▶ **Extracted text**:
____________
The main idea of this paper is the proposal of a semi-automated methodology to translate OpenCL code into a form suitable for CatapultC, with which hardware is synthesized using HLS. Since OpenCL is based on C99, which is also recognized by CatapultC, this translation does not bring major changes to the input code. The whole process is performed by a custom source-to-source translator, that either infers (if possible) or accepts by the user (this justifies the term semiautomated) details to OpenCL code like pointer sizes, loop boundaries, input parameters and expected return values. The basic steps are the following.

- Each kernel is isolated and HLS synthesizes a hardware components for it.
- Pointers used as formal parameters in functions are converted to arrays with specific dimensions, for correct memory allocation.
- Return values are inserted as formal pointer parameters in the kernel function. This coding technique generates output registers for them.
- Barrier OpenCL instructions are converted into CatapultC I/O transactions with ready/acknowledge interfaces.
- Array sizes are enlarged to reach powers of 2, when feasible. This simplifies synthesis of memory access related hardware.
- Data types are changed into bit accurate and simulation efficient types supported by CatapultC.
- Conditional statements are supplemented so that all mutually exclusive paths are clearly defined. This helps CatapultC schedule them correctly.

- OpenCL specific directives are temporary removed. They are taken into account later, during system integration.
- CatapultC pragmas and directives are inserted. These pragmas and directives control all HLS transformations.

After translation, an iterative procedure is initiated, which works as a metaengine modifying CatapultC pragmas and directives. At each iteration, which is performed with a predefined scenario (i.e. a loop's initiation interval is decreased by one in each meta-engine iteration), a new solution is produced. The metaengine finishes when no new solutions can be produced (further modification of pragmas and directives produces invalid solutions) and the best solution with respect to performance and resource usage is selected for FPGA implementation. In the following subsections details about frequently used pragmas and directives are given.
____________
▶ **Dataset entries**:

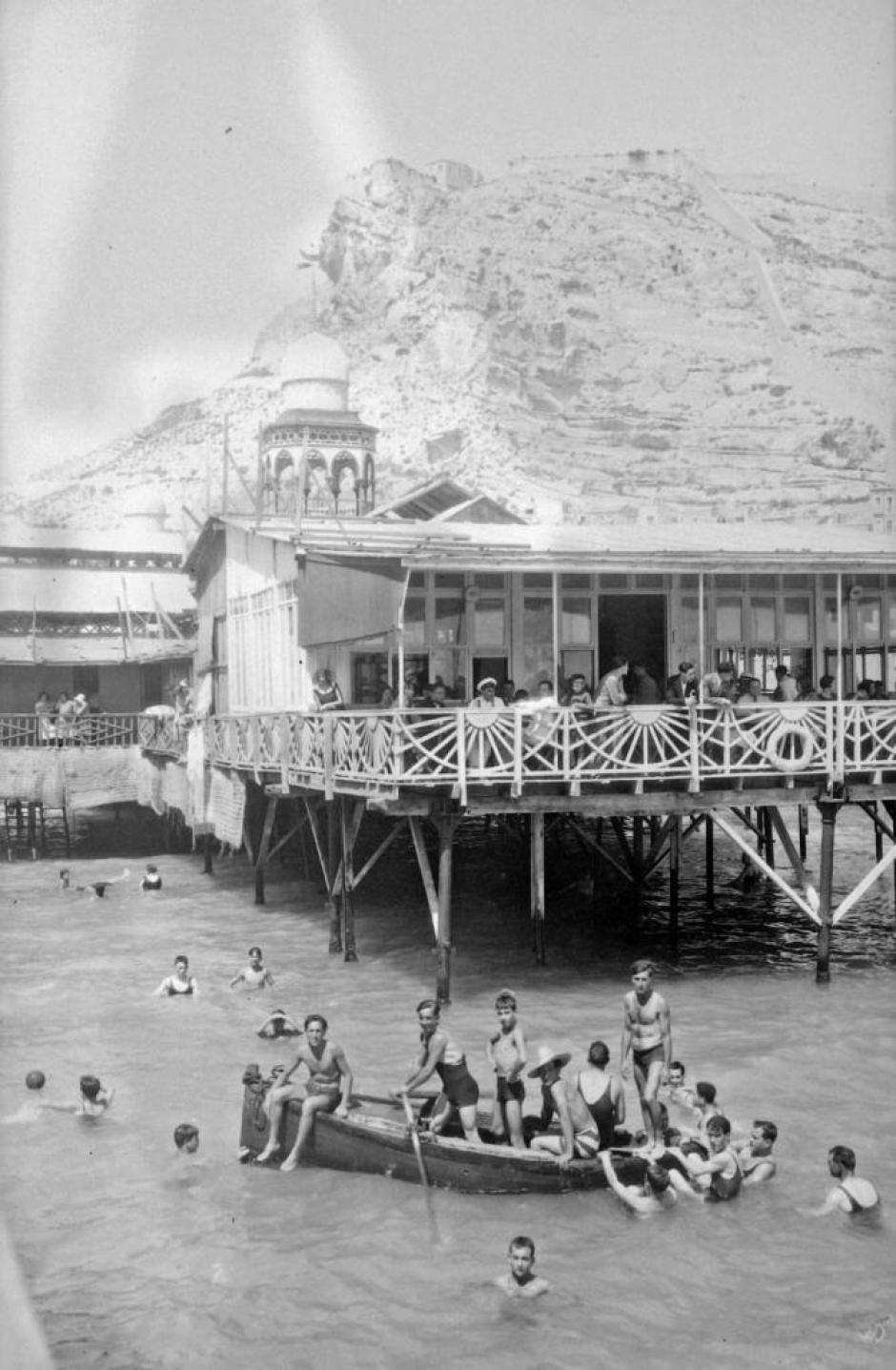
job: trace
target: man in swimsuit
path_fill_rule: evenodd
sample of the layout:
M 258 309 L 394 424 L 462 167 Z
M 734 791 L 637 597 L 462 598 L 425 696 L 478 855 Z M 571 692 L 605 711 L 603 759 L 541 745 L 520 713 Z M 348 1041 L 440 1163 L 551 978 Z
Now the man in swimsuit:
M 274 984 L 274 977 L 270 970 L 264 969 L 264 959 L 262 956 L 260 947 L 249 947 L 249 964 L 245 970 L 238 971 L 230 981 L 230 988 L 242 984 L 248 985 L 249 989 L 264 989 L 266 985 Z
M 499 1030 L 489 1037 L 485 1055 L 495 1070 L 495 1112 L 492 1132 L 497 1141 L 510 1136 L 511 1147 L 523 1149 L 522 1106 L 526 1086 L 519 1078 L 526 1069 L 526 1037 L 517 1018 L 517 996 L 499 991 L 495 1000 Z
M 633 962 L 632 984 L 634 988 L 627 992 L 623 1004 L 621 1070 L 622 1078 L 627 1080 L 634 1067 L 648 1143 L 658 1145 L 663 1132 L 658 1092 L 660 1084 L 669 1080 L 671 1014 L 663 996 L 654 989 L 649 960 Z
M 532 1237 L 514 1237 L 507 1248 L 510 1259 L 510 1274 L 501 1275 L 495 1284 L 511 1299 L 536 1299 L 540 1293 L 547 1293 L 551 1285 L 541 1275 L 533 1274 L 536 1263 L 536 1244 Z
M 549 1047 L 538 1047 L 538 1064 L 529 1071 L 530 1080 L 541 1081 L 545 1104 L 553 1106 L 560 1122 L 559 1133 L 538 1133 L 529 1143 L 533 1151 L 547 1151 L 559 1158 L 560 1169 L 566 1170 L 570 1160 L 590 1160 L 600 1151 L 597 1123 L 588 1111 L 588 1104 L 578 1089 L 566 1092 L 566 1081 L 560 1071 L 570 1060 L 569 1051 L 552 1052 Z M 543 1119 L 549 1110 L 544 1107 Z
M 152 993 L 162 996 L 199 993 L 199 985 L 189 973 L 189 962 L 186 956 L 174 958 L 174 974 L 166 975 L 159 988 L 153 989 Z
M 827 1152 L 827 1169 L 838 1182 L 827 1191 L 815 1215 L 826 1212 L 871 1212 L 880 1208 L 881 1196 L 870 1180 L 862 1180 L 855 1173 L 855 1151 L 852 1147 L 832 1147 Z
M 315 1114 L 334 1112 L 337 1118 L 348 1118 L 348 1101 L 352 1095 L 352 1070 L 345 1059 L 345 1052 L 336 1043 L 326 1040 L 327 1022 L 321 1014 L 308 1014 L 304 1022 L 306 1040 L 296 1052 L 296 1059 L 289 1066 L 277 1085 L 274 1085 L 264 1100 L 264 1111 L 270 1118 L 271 1130 L 264 1151 L 259 1152 L 256 1160 L 270 1160 L 279 1151 L 279 1121 L 284 1108 L 290 1099 L 301 1099 L 301 1118 L 299 1119 L 299 1133 L 296 1144 L 284 1160 L 281 1170 L 295 1170 L 301 1158 L 301 1148 L 306 1145 L 314 1128 Z M 289 1077 L 299 1066 L 308 1067 L 304 1095 L 297 1084 L 290 1084 Z
M 408 1095 L 437 1074 L 441 1080 L 441 1091 L 445 1104 L 443 1108 L 436 1104 L 430 1129 L 433 1134 L 443 1130 L 455 1110 L 460 1115 L 460 1126 L 467 1141 L 480 1141 L 475 1126 L 475 1106 L 480 1099 L 480 1086 L 467 1069 L 467 1058 L 460 1047 L 452 1041 L 440 1022 L 441 1004 L 437 999 L 421 999 L 416 1006 L 416 1019 L 421 1025 L 421 1059 L 416 1070 L 401 1085 L 393 1091 L 393 1097 Z M 440 1100 L 441 1101 L 441 1100 Z
M 670 1167 L 671 1182 L 680 1193 L 696 1192 L 697 1197 L 714 1203 L 736 1199 L 740 1193 L 743 1174 L 737 1152 L 732 1147 L 732 1125 L 722 1114 L 710 1118 L 707 1123 L 707 1140 L 710 1144 L 708 1160 L 695 1156 L 693 1152 L 685 1154 L 680 1147 L 669 1148 L 669 1155 L 677 1156 L 688 1167 L 696 1189 Z

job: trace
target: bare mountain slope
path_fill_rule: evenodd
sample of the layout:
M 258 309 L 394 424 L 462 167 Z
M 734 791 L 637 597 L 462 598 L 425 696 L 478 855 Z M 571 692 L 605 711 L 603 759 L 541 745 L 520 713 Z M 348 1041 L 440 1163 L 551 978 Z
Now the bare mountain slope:
M 678 153 L 521 160 L 462 190 L 385 162 L 337 201 L 318 262 L 314 326 L 348 352 L 352 407 L 381 430 L 384 499 L 447 453 L 551 521 L 870 527 L 892 496 L 884 212 L 725 190 Z M 107 519 L 122 489 L 159 482 L 201 512 L 225 414 L 251 486 L 279 356 L 311 326 L 286 307 L 244 377 L 92 453 L 77 484 L 67 466 L 69 516 Z

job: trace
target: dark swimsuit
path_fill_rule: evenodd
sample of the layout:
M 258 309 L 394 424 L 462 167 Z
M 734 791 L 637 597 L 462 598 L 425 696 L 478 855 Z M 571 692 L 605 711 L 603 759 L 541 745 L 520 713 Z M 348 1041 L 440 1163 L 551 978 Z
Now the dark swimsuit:
M 582 1093 L 582 1086 L 578 1086 L 580 1095 Z M 610 1097 L 610 1081 L 607 1081 L 606 1089 L 600 1099 L 595 1099 L 593 1104 L 589 1104 L 582 1095 L 585 1104 L 588 1106 L 588 1112 L 592 1115 L 597 1123 L 597 1132 L 600 1133 L 600 1149 L 607 1151 L 612 1147 L 615 1140 L 615 1126 L 617 1126 L 617 1107 Z
M 445 1099 L 455 1108 L 466 1108 L 480 1099 L 480 1086 L 467 1070 L 466 1058 L 462 1056 L 456 1066 L 448 1066 L 444 1060 L 436 1063 Z

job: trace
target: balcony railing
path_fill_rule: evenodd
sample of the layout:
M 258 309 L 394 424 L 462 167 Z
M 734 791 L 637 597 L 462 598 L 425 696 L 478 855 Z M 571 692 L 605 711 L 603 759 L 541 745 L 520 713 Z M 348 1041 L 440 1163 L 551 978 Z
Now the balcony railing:
M 285 786 L 369 793 L 504 785 L 511 795 L 562 786 L 726 788 L 751 780 L 830 785 L 896 781 L 896 700 L 717 708 L 348 710 L 234 714 L 201 727 L 214 766 Z M 60 736 L 33 714 L 0 715 L 0 747 L 129 747 L 179 758 L 190 726 L 147 714 L 99 714 Z

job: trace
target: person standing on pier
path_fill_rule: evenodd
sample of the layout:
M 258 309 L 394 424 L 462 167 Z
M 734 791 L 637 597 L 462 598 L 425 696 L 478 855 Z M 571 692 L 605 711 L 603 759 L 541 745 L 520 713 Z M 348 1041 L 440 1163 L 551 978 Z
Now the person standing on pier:
M 404 1081 L 400 1089 L 393 1091 L 395 1097 L 410 1095 L 415 1089 L 437 1074 L 441 1080 L 445 1107 L 433 1111 L 430 1130 L 433 1136 L 445 1126 L 451 1114 L 458 1111 L 460 1126 L 467 1141 L 480 1141 L 475 1126 L 475 1106 L 480 1100 L 480 1086 L 470 1074 L 467 1058 L 462 1048 L 452 1041 L 440 1022 L 441 1004 L 437 999 L 421 999 L 416 1006 L 416 1018 L 421 1025 L 421 1059 L 416 1070 Z
M 649 960 L 632 963 L 632 984 L 623 1001 L 621 1071 L 623 1080 L 634 1071 L 648 1143 L 658 1145 L 663 1132 L 658 1093 L 671 1064 L 671 1012 L 654 989 Z

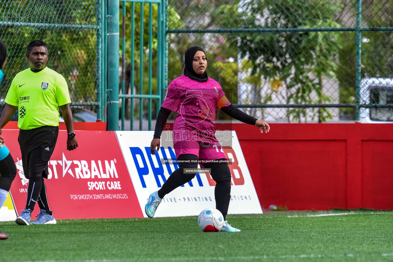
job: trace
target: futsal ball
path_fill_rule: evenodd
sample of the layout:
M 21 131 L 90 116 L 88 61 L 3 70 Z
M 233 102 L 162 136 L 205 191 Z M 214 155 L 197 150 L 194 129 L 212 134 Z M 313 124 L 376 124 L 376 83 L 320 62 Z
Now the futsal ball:
M 275 206 L 274 205 L 270 205 L 269 207 L 269 209 L 272 211 L 275 211 L 277 210 L 277 207 Z
M 198 225 L 204 232 L 218 232 L 225 221 L 221 213 L 215 208 L 202 211 L 198 218 Z

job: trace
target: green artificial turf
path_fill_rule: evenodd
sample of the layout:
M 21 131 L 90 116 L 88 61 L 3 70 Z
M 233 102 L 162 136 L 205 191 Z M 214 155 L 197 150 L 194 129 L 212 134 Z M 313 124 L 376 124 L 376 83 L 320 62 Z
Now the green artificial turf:
M 0 241 L 0 261 L 393 261 L 392 212 L 272 212 L 227 219 L 242 232 L 204 233 L 196 217 L 0 222 L 9 236 Z

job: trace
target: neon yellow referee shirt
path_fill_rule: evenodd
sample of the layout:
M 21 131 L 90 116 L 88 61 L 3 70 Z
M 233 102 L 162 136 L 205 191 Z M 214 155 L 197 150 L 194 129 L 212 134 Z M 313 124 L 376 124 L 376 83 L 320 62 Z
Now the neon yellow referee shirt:
M 18 126 L 31 129 L 59 126 L 59 107 L 71 103 L 66 79 L 48 67 L 38 73 L 28 68 L 17 74 L 4 100 L 18 107 Z

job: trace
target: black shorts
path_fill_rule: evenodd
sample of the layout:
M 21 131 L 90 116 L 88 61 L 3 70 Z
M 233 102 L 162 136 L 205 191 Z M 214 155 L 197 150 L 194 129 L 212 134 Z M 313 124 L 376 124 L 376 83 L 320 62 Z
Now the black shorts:
M 23 173 L 27 179 L 36 176 L 48 178 L 48 161 L 58 135 L 58 126 L 44 126 L 19 130 L 18 141 L 22 155 Z

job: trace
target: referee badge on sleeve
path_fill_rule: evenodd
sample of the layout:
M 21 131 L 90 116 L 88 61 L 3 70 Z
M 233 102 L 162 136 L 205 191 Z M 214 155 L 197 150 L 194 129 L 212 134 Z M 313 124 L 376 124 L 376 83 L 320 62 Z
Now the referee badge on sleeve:
M 49 85 L 48 83 L 44 83 L 42 82 L 42 84 L 41 85 L 41 88 L 42 89 L 42 90 L 45 91 L 48 88 L 48 86 Z

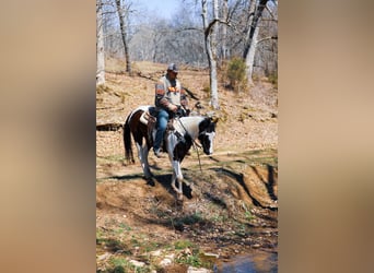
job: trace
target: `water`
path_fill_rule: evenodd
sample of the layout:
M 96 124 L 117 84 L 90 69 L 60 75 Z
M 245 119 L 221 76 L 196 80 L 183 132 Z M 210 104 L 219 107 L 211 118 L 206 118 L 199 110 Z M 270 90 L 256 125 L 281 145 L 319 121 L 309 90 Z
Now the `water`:
M 259 251 L 238 256 L 229 262 L 220 262 L 214 268 L 217 273 L 276 273 L 278 253 Z

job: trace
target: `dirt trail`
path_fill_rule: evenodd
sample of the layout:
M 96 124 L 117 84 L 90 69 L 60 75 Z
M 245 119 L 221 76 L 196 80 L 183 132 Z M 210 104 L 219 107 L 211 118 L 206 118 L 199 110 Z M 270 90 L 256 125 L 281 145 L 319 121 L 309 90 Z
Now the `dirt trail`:
M 152 66 L 147 64 L 143 73 L 162 71 Z M 208 108 L 197 87 L 203 86 L 207 73 L 180 74 Z M 97 92 L 97 123 L 121 123 L 138 102 L 153 100 L 153 82 L 142 76 L 109 74 L 107 86 Z M 214 154 L 200 151 L 202 173 L 196 151 L 183 162 L 184 177 L 191 185 L 185 187 L 183 207 L 170 185 L 166 154 L 160 159 L 150 153 L 154 174 L 150 186 L 139 161 L 135 165 L 124 161 L 121 129 L 96 131 L 97 272 L 119 268 L 126 272 L 135 266 L 131 260 L 145 263 L 141 272 L 186 272 L 191 265 L 211 269 L 207 253 L 219 257 L 215 263 L 254 251 L 277 253 L 276 93 L 267 83 L 257 88 L 264 90 L 257 102 L 221 92 L 222 111 L 230 115 L 218 126 Z M 171 256 L 171 264 L 161 265 Z

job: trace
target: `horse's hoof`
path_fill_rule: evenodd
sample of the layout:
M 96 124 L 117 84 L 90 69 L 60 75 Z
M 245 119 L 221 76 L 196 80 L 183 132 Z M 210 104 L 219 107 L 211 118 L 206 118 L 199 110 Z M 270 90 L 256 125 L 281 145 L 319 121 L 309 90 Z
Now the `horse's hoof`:
M 154 181 L 152 178 L 145 178 L 147 179 L 147 185 L 154 187 Z

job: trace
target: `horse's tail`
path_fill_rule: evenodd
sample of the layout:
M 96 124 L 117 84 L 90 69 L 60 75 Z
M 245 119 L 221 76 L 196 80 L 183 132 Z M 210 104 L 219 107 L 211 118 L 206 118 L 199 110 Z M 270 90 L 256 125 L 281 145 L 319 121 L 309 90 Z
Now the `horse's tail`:
M 128 162 L 135 163 L 131 143 L 131 130 L 130 130 L 130 116 L 126 119 L 124 124 L 124 145 L 125 145 L 125 157 Z

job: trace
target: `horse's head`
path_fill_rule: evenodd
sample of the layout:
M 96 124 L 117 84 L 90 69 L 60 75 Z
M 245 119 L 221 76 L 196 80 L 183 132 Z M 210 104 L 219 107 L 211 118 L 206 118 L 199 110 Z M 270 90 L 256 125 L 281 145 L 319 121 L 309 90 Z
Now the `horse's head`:
M 204 118 L 199 124 L 199 141 L 202 150 L 207 155 L 213 153 L 213 140 L 215 136 L 217 120 L 212 118 Z

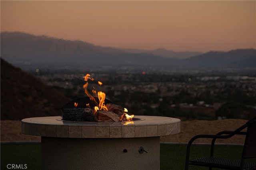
____________
▶ **Instructions for the task**: In the text on translating OpenCL code for CatapultC, what are Barrier OpenCL instructions converted into?

▶ **Problem solution**: CatapultC I/O transactions with ready/acknowledge interfaces.